__Instruction__:
Copy the lines word for word, starting at the line that contains "Keypoint placement for each instance of the man wearing" and continuing through the last line.

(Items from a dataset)
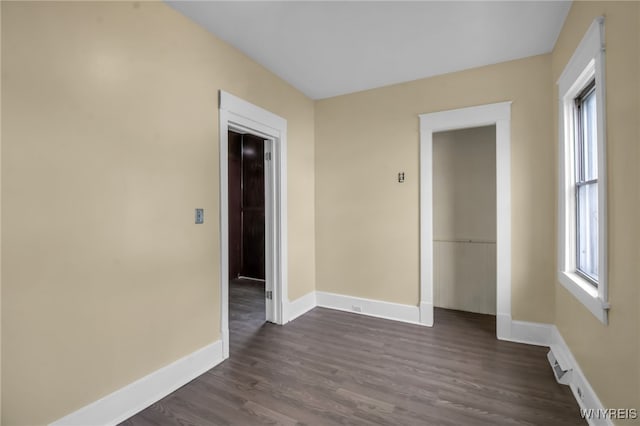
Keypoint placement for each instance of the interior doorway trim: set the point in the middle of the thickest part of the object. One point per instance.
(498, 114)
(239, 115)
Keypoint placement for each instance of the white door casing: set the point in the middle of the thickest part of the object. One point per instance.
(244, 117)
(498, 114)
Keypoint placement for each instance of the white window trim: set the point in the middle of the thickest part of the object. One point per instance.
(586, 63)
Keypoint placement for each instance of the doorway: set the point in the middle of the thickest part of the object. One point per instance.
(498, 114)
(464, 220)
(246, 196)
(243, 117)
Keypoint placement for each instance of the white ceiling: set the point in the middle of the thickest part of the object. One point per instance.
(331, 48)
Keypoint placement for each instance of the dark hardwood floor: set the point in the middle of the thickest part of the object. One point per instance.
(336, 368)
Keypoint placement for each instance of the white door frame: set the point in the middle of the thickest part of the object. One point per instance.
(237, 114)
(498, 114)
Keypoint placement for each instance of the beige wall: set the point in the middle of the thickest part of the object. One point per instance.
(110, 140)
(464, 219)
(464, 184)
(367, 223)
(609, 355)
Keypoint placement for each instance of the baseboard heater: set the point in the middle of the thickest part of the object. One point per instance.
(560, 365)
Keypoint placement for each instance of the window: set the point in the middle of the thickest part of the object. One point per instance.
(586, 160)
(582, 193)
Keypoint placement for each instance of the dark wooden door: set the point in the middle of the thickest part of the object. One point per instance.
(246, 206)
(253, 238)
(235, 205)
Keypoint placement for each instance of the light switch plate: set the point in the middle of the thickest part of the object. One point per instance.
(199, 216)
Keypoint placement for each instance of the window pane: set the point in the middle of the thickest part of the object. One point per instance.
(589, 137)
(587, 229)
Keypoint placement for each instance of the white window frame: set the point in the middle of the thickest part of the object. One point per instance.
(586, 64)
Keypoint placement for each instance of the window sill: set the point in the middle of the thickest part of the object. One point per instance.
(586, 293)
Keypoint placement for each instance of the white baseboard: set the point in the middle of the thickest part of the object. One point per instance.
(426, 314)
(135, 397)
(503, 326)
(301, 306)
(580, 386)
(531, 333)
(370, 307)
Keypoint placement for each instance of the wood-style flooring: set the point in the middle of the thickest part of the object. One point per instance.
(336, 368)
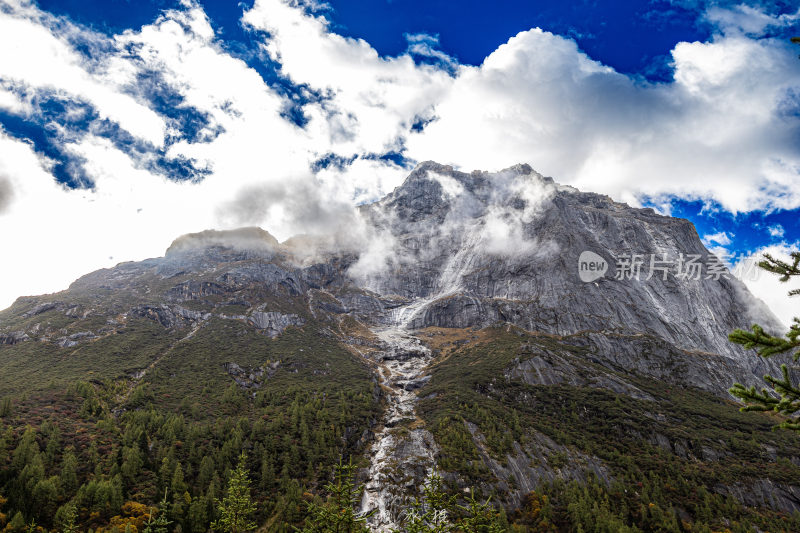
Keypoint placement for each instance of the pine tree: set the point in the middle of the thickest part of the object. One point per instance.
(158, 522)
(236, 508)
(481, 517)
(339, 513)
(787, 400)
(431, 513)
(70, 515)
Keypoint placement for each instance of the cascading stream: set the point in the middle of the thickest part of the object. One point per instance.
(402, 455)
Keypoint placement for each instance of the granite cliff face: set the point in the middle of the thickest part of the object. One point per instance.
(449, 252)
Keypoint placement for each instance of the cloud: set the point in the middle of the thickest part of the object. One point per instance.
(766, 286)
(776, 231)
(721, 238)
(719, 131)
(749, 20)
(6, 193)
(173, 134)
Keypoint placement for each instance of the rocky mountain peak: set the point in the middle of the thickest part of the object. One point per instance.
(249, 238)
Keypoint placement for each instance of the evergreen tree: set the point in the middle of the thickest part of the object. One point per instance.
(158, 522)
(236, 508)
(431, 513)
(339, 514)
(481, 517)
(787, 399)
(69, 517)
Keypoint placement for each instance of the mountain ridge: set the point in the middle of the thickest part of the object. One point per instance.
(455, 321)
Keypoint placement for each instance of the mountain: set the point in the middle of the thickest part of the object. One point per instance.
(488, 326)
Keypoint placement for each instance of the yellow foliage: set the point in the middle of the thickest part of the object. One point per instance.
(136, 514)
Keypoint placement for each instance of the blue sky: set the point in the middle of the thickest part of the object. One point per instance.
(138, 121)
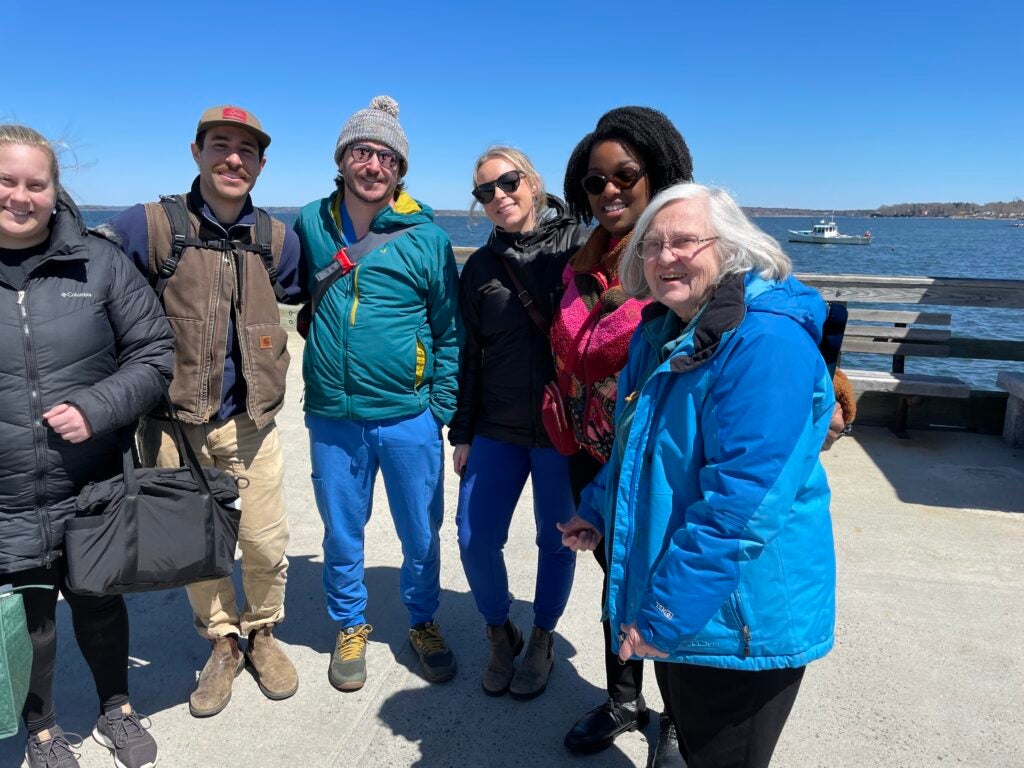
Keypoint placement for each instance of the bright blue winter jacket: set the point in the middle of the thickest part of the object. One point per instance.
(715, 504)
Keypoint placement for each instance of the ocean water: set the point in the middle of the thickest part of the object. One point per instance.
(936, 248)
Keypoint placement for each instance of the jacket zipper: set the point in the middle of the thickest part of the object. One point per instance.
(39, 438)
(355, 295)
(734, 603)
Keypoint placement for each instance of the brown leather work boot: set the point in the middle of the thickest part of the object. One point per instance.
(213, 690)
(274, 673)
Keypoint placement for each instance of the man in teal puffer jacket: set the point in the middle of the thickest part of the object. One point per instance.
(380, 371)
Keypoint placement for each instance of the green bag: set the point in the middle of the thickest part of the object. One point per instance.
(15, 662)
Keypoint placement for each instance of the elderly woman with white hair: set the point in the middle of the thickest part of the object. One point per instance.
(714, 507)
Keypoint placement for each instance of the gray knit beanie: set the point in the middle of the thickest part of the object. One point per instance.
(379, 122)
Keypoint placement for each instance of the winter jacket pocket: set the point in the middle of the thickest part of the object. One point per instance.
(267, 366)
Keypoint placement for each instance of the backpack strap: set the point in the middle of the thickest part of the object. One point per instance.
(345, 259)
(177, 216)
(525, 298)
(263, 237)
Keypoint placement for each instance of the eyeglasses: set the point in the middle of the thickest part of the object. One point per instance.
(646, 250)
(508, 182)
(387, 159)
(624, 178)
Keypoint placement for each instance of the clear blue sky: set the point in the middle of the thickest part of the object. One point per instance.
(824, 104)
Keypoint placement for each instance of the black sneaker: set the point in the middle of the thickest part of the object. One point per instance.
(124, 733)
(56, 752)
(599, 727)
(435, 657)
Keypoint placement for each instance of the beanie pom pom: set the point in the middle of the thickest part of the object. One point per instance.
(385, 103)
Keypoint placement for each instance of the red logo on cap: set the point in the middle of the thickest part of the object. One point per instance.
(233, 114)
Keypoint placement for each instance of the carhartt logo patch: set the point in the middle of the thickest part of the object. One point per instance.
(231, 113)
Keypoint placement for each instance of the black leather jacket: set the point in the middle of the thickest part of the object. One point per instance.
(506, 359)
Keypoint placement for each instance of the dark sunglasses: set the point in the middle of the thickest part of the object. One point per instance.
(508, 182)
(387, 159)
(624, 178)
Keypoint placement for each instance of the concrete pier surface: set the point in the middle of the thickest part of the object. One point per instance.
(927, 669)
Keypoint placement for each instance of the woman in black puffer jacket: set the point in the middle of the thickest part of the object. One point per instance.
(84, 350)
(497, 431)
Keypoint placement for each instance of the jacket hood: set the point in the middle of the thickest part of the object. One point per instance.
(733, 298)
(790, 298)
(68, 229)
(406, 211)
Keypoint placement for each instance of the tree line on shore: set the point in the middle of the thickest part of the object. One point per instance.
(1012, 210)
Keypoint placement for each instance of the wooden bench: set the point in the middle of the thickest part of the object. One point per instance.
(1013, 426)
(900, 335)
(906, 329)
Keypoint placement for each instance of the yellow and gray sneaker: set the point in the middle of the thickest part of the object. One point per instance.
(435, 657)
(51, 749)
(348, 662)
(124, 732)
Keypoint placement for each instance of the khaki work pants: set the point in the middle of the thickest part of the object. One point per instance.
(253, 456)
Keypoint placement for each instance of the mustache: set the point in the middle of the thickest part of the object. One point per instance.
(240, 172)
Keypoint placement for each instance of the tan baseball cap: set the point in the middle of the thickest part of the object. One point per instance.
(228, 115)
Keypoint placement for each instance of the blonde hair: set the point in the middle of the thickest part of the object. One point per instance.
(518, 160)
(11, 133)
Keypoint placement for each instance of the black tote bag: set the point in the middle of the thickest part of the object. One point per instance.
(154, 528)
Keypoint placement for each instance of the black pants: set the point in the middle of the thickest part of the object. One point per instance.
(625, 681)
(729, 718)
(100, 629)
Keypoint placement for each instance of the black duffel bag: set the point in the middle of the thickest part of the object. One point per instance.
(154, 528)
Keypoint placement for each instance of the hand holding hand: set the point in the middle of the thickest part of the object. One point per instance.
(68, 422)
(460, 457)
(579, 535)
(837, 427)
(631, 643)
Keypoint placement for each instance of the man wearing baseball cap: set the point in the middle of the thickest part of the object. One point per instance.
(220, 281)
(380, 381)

__The response__:
Keypoint placement for each instance of the man wearing baseball cap: set the point in the middle of the thickest part of the object. One point per instance.
(220, 281)
(380, 381)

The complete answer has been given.